RAW DATA.

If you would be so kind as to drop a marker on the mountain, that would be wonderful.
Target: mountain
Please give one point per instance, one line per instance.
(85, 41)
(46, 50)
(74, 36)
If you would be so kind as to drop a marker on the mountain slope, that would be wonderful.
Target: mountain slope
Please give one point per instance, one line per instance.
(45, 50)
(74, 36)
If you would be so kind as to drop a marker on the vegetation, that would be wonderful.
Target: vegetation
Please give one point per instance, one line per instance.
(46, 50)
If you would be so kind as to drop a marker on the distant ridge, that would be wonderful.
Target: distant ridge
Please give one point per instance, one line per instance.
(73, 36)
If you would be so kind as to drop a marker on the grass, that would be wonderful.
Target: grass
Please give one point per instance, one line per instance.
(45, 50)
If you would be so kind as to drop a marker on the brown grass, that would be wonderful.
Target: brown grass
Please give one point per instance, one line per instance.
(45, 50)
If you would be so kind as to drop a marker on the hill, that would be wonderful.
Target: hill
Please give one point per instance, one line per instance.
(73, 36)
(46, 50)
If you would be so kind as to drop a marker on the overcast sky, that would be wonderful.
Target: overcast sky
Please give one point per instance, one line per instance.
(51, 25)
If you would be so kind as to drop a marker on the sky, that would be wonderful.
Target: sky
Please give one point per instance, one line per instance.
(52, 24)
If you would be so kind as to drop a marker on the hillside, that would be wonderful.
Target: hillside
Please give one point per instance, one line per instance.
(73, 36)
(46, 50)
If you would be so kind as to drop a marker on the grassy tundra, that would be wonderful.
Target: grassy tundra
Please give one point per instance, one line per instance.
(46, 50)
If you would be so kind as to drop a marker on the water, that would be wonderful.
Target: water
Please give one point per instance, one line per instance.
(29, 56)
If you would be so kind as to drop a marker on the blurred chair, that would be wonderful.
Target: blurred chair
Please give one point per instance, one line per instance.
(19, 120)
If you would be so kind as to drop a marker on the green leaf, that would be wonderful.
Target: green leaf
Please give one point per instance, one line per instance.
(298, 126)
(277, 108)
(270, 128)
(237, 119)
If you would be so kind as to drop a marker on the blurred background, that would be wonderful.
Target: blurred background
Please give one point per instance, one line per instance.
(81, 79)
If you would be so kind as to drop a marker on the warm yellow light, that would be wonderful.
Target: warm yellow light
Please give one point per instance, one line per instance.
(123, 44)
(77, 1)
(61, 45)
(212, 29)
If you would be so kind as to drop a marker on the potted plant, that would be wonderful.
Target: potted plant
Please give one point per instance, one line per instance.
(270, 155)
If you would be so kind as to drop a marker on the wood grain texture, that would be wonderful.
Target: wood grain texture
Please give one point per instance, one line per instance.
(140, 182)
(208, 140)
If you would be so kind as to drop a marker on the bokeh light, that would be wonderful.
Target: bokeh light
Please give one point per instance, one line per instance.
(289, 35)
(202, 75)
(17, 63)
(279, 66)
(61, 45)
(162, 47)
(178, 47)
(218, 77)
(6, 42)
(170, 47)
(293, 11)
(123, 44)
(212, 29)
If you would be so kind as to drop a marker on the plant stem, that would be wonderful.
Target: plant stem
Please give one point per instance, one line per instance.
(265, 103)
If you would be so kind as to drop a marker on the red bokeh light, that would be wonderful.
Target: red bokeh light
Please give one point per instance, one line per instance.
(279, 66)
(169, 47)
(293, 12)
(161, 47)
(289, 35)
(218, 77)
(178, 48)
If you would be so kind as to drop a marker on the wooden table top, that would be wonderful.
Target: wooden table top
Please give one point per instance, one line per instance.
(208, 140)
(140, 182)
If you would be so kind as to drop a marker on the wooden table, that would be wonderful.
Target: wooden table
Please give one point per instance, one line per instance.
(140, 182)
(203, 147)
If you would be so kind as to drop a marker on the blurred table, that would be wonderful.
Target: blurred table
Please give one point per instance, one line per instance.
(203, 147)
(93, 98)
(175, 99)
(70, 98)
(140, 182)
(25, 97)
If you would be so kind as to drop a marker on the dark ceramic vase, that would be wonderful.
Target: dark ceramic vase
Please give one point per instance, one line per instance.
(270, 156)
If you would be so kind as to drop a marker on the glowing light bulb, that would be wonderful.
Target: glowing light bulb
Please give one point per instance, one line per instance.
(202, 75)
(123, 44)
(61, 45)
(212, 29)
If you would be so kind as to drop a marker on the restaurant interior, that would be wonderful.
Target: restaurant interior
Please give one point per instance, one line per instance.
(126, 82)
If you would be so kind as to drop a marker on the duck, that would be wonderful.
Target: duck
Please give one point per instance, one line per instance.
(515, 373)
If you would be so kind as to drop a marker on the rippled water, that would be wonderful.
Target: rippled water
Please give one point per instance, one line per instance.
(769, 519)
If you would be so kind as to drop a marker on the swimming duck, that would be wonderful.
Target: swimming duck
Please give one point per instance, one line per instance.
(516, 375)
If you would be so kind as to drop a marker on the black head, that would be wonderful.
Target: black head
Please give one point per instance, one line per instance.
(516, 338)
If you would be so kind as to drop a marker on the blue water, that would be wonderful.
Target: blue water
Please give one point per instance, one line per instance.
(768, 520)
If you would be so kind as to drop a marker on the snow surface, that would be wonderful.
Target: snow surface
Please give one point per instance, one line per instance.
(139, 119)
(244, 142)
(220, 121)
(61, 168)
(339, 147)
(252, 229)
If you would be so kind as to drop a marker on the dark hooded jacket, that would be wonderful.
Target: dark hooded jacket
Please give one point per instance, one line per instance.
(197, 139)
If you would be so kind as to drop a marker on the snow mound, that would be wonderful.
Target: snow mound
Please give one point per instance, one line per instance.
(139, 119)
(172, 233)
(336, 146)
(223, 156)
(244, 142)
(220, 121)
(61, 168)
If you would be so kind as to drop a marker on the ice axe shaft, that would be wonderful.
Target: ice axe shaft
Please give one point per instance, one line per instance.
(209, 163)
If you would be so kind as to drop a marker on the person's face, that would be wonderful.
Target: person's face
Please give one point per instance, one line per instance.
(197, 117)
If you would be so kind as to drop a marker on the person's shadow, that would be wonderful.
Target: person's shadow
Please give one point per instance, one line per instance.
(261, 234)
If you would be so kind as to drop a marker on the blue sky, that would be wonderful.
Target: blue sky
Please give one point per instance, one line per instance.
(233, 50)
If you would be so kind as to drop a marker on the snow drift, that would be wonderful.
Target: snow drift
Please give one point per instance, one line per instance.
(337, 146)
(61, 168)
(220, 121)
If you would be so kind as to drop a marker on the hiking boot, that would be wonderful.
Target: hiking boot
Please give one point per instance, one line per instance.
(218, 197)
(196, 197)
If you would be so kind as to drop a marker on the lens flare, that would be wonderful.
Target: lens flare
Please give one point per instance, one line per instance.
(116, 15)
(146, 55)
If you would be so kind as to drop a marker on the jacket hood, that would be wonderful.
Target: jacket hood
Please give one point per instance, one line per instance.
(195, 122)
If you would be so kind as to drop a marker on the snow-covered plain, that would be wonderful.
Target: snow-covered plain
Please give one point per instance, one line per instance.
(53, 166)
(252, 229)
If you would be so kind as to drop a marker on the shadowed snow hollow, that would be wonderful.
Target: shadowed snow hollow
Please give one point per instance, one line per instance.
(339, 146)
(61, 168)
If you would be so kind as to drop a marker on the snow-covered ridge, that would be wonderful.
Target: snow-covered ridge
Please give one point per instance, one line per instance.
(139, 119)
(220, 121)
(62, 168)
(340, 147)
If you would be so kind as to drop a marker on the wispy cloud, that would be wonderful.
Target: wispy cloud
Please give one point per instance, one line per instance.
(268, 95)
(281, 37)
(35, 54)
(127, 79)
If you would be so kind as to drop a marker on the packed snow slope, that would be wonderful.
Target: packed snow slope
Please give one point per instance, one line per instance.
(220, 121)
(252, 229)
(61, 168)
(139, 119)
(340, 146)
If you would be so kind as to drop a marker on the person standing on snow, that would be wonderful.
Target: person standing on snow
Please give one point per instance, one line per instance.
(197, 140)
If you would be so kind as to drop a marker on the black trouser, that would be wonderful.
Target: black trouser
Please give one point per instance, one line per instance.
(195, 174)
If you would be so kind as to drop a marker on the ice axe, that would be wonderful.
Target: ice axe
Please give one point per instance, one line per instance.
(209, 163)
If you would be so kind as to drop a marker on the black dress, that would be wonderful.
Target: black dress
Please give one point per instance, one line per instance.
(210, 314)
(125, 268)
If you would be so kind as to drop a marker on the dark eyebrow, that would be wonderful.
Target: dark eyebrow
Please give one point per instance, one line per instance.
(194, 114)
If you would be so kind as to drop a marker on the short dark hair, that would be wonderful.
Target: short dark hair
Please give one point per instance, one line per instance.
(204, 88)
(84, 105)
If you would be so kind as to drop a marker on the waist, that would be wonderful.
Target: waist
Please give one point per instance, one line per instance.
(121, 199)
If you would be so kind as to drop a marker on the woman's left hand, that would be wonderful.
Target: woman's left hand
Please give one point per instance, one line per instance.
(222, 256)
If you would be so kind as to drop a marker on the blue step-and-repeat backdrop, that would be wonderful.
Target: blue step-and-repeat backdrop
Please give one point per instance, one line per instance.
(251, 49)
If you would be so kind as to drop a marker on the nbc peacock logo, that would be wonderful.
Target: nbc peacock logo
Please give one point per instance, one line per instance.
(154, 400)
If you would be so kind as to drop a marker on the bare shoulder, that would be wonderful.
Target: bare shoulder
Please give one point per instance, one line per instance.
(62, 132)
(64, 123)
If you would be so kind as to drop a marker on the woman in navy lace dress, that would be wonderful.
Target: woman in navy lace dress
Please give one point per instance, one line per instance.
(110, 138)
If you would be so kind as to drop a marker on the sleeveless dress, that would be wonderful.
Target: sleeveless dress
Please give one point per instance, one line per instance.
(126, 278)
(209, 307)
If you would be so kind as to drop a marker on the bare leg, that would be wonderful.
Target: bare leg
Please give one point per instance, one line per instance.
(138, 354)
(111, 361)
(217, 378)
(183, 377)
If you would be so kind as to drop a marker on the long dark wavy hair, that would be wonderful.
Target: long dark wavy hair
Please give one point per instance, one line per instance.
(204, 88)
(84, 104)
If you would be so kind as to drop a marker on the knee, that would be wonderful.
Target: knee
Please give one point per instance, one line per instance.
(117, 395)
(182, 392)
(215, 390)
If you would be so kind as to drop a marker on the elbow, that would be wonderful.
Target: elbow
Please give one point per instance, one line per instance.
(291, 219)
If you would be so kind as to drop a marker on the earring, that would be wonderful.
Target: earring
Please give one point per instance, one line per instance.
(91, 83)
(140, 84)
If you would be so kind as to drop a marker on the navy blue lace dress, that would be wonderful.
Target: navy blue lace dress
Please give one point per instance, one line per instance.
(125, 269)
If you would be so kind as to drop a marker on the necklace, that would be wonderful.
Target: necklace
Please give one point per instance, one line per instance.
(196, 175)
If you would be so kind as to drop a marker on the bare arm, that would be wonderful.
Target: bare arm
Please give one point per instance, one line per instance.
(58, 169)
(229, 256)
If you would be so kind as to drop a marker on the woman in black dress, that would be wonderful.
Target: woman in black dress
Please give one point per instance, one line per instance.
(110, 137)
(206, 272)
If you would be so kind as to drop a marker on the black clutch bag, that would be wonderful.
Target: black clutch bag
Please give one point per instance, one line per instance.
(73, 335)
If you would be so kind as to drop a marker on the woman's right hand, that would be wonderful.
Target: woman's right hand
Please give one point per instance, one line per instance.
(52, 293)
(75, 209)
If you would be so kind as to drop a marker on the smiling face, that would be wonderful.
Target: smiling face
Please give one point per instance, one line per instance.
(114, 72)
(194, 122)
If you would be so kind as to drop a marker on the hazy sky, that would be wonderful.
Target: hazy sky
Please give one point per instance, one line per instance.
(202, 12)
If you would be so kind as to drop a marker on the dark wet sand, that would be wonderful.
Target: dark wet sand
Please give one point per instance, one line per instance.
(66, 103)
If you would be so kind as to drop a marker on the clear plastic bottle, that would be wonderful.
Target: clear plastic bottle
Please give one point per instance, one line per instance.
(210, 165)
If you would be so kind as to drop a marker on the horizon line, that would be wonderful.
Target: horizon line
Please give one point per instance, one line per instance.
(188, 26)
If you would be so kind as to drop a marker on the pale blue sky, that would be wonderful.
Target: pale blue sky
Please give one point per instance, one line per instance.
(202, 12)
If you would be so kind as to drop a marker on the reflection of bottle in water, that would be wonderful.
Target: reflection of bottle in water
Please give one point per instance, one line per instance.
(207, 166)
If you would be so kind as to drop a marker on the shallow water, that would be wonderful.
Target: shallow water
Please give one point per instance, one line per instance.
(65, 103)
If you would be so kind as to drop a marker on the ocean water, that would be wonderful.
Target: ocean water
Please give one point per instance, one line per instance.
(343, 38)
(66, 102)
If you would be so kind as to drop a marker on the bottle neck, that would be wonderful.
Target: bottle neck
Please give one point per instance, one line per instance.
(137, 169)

TASK DESCRIPTION. Return exactly the lines from the line bearing "hazy sky, that would be wonderful." to the end of the records, inclusive of both; include no other lines.

RESULT FOR THIS TASK.
If you would be so kind as to drop a marker on the hazy sky, that would be wonderful.
Target: hazy sky
Please give one point per instance, one line per instance.
(202, 12)
If you would be so kind as to drop a marker on the dark wet sand, that would be wonderful.
Target: dark wet sand
Please give one point per instance, one line per instance.
(66, 103)
If you would be so kind as to drop a marker on the clear plastic bottle, that would be wonderful.
Target: clear plastic bottle
Please give one point per instance, one line per instance.
(210, 165)
If you would be so kind as to drop a marker on the horizon line, that would be wonderful.
Target: horizon line
Please give one point per instance, one line per instance.
(188, 26)
If you would be so kind as to drop a marker on the pale blue sky, that would be wonderful.
Target: pale blue sky
Please give one point per instance, one line per instance.
(202, 12)
If you would be so kind as to drop a marker on the reflection of bottle in water, that would be wonderful.
Target: reflection of bottle in water
Please give one point per instance, one line per instance.
(207, 166)
If you would be so kind as to drop a marker on the shallow water, that would be wonderful.
Target: shallow water
Please give one point per instance, one line per instance.
(65, 103)
If you would be so kind as to drop a marker on the ocean water, that would be wonderful.
Target: ocean water
Please give one point per instance, one line per instance.
(343, 38)
(66, 102)
If you would be so kind as to drop a marker on the bottle neck, that would be wonderful.
Target: bottle neck
Please give one point per instance, one line per instance.
(137, 169)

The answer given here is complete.